Two political considerations that will give some Republicans the most pause in a hypothetical joint effort with a Republican president are the central pillars to the law: the Medicaid expansion and subsidies for purchasing insurance plans on government-established private insurance exchanges. A reconciliation repeal bill that the House passed in October eliminated the most unpopular parts of the bill, like the individual and employer mandates, but it did not touch either the Medicaid expansion or the subsidies. The political problem here was fairly straightforward: Voters (“people”) don’t like having their health insurance taken away.
Conservative Sens. Marco Rubio, Mike Lee, and Ted Cruz, along with pressure groups like Heritage Action, rejected the House-passed bill as a cowardly dodge that broke a promise to voters who demanded full repeal. After some hesitation, McConnell decided to include repeal of the Medicaid expansion (over the course of a two-year phaseout period) and the subsidies into the package. Heritage and the hold-out senators appeared to be satisfied.

Data records:
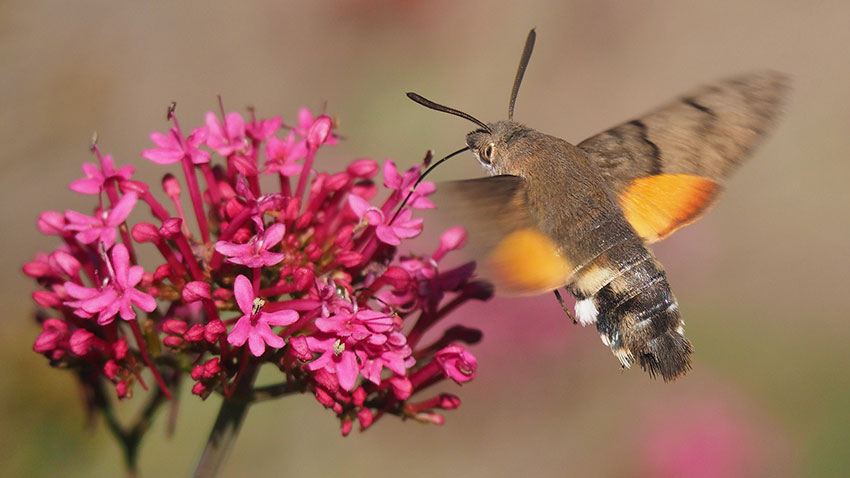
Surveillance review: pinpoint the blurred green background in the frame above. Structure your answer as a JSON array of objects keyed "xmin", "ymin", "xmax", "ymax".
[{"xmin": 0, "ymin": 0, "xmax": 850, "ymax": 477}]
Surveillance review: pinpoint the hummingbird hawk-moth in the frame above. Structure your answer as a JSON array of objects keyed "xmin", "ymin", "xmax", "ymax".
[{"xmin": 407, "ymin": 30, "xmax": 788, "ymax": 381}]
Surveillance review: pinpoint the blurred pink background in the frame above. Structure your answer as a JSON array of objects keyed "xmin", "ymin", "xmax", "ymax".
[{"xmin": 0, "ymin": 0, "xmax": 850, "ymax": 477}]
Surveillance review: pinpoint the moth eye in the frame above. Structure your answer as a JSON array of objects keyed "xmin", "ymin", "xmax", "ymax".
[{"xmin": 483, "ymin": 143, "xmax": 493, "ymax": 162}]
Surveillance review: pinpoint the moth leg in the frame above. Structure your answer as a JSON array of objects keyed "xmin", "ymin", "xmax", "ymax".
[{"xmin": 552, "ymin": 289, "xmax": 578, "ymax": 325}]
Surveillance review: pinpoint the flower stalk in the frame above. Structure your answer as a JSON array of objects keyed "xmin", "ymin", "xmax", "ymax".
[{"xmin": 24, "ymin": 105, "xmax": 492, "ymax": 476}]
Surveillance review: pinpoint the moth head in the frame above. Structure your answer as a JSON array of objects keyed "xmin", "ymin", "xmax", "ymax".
...
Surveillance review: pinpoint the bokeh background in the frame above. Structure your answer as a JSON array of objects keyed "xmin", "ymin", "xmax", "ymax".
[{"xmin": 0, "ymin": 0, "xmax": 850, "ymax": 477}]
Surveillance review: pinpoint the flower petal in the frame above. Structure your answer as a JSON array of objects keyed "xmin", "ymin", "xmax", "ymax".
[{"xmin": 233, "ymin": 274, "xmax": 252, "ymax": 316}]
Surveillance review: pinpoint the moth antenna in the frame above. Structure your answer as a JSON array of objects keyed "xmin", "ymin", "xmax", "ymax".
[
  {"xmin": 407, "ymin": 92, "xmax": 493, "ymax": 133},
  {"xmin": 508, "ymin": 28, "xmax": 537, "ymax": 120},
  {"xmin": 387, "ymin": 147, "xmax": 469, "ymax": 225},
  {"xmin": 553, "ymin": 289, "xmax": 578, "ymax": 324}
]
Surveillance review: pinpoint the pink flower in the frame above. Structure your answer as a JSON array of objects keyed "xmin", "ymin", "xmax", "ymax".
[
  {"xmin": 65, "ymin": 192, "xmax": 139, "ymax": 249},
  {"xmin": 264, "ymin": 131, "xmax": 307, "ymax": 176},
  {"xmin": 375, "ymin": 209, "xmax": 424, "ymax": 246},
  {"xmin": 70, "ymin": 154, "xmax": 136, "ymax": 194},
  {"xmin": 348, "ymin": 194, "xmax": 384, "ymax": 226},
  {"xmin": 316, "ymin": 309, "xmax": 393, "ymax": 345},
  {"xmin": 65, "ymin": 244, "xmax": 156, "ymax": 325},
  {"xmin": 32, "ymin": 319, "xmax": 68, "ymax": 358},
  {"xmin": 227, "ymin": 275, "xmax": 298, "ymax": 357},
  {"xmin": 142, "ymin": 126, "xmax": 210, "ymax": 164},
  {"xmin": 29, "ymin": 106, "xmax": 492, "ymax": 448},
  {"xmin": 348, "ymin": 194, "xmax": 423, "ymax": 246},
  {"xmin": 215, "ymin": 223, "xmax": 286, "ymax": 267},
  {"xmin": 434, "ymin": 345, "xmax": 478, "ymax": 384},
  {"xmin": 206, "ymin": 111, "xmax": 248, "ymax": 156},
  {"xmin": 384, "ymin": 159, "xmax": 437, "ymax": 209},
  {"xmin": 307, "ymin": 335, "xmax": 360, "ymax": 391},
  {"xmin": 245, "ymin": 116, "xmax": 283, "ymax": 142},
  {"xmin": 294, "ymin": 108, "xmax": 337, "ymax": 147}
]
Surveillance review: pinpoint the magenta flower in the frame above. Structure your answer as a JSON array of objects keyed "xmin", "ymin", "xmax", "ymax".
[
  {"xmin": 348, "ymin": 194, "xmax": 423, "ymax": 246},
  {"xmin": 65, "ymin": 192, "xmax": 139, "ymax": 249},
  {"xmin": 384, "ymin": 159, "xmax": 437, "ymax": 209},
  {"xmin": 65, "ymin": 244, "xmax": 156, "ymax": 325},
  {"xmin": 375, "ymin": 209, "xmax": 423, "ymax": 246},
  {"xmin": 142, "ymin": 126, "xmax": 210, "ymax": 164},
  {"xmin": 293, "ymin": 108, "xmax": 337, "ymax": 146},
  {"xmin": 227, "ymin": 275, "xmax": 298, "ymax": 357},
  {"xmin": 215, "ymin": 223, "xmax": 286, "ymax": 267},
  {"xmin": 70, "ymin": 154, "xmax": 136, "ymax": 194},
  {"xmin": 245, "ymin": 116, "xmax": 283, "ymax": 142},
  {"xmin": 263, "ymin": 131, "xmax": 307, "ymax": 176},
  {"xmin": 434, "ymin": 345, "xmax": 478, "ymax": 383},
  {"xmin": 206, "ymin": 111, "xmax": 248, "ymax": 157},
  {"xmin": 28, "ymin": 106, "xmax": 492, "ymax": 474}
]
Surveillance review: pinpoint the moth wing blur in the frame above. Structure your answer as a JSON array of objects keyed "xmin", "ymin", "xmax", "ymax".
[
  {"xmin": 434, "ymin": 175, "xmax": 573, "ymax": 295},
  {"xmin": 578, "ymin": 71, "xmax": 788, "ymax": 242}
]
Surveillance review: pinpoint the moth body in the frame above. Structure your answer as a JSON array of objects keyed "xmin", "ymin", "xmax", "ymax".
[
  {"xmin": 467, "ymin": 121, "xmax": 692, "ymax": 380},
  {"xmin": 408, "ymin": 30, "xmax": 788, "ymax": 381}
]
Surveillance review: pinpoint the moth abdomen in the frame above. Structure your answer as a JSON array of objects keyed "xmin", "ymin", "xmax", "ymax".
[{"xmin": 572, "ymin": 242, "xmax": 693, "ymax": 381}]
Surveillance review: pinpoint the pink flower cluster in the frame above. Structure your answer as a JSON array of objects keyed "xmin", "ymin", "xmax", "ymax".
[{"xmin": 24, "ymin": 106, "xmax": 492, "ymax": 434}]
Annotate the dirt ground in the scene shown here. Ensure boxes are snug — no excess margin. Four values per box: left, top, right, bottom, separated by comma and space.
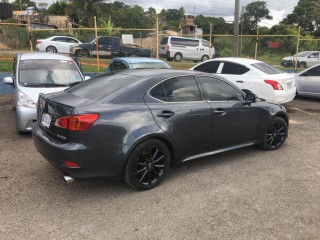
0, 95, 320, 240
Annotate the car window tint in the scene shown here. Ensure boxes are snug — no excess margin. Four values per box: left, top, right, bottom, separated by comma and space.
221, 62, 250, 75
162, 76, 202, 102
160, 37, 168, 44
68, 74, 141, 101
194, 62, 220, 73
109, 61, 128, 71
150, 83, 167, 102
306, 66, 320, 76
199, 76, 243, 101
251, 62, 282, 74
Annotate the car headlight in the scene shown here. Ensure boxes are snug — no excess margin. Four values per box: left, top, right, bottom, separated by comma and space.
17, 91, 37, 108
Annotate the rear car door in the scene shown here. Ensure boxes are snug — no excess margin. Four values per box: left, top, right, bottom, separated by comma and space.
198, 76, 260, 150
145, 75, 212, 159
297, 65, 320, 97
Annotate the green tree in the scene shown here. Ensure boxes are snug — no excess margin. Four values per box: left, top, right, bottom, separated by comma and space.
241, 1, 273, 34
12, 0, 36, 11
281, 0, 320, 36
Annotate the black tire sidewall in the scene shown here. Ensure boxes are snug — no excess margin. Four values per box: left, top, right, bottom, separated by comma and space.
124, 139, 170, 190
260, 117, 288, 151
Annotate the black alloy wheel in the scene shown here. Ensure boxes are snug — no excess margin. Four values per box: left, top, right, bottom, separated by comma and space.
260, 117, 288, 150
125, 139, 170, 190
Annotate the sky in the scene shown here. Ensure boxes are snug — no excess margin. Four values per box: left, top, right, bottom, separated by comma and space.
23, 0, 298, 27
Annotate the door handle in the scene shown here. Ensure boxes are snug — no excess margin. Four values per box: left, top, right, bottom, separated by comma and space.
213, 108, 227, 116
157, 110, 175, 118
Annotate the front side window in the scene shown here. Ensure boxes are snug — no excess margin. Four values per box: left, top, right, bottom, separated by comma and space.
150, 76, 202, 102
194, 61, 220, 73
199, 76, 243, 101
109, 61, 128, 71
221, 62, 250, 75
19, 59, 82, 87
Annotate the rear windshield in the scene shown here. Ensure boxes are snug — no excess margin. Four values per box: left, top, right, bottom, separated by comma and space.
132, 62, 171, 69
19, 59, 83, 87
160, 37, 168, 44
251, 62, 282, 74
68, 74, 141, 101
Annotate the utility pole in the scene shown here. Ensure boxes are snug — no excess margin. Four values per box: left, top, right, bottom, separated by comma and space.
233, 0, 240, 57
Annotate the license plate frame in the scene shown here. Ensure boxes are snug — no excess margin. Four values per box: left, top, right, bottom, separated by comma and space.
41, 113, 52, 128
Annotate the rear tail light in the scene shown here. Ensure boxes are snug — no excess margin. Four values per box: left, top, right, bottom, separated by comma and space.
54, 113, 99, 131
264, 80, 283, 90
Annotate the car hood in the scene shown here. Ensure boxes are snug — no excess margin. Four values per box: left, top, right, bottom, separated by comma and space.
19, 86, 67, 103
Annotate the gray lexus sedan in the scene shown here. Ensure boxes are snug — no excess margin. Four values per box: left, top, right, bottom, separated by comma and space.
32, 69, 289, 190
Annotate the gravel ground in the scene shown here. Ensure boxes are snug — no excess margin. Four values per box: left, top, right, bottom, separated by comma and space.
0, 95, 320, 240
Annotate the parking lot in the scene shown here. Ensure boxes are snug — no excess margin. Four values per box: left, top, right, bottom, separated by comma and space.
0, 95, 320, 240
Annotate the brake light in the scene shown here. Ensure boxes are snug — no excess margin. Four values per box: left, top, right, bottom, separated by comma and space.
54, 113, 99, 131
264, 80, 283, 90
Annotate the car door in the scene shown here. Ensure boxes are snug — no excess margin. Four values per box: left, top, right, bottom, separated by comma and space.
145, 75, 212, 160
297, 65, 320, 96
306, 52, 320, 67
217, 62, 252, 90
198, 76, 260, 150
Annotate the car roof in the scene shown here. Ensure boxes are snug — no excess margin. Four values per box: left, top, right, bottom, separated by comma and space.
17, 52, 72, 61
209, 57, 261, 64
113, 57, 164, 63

Parts of the exercise:
1 - Retype the stretch of the passage on the health law repeal effort from "Two political considerations" through "insurance taken away.".
2 - Continue the passage on the Republican push to repeal the health law from the point where it stops.

Responses per task:
1 -
Two political considerations that will give some Republicans the most pause in a hypothetical joint effort with a Republican president are the central pillars to the law: the Medicaid expansion and subsidies for purchasing insurance plans on government-established private insurance exchanges. A reconciliation repeal bill that the House passed in October eliminated the most unpopular parts of the bill, like the individual and employer mandates, but it did not touch either the Medicaid expansion or the subsidies. The political problem here was fairly straightforward: Voters (“people”) don’t like having their health insurance taken away.

2 -
But now Republicans at the other end of the spectrum aren’t, according to Politico: “[A] number of Republican senators from states that have expanded Medicaid voiced concerns about the message the party would be sending to the thousands of constituents that would lose their health care under the GOP’s bill.” Indeed: Repealing Obamacare would involve repealing Obamacare. But McConnell and his team were able to soothe these fears with a comical reply: Don’t worry, it’s not like this repeal that we so desperately claim to want will become law. “[S]enators were reminded,” Politico reported, “that the president would veto the repeal bill anyway, meaning Republicans could vote on the measure without having to deal with the political risks of actually making major changes to existing law.” And Sen. John McCain, speaking at an event Wednesday morning, said that he “would probably vote for” the package, even though “it does provide me with discomfort.” Not quite the discomfort that poor people would feel once their newly received access to medical care is snatched away, but discomfort, sure.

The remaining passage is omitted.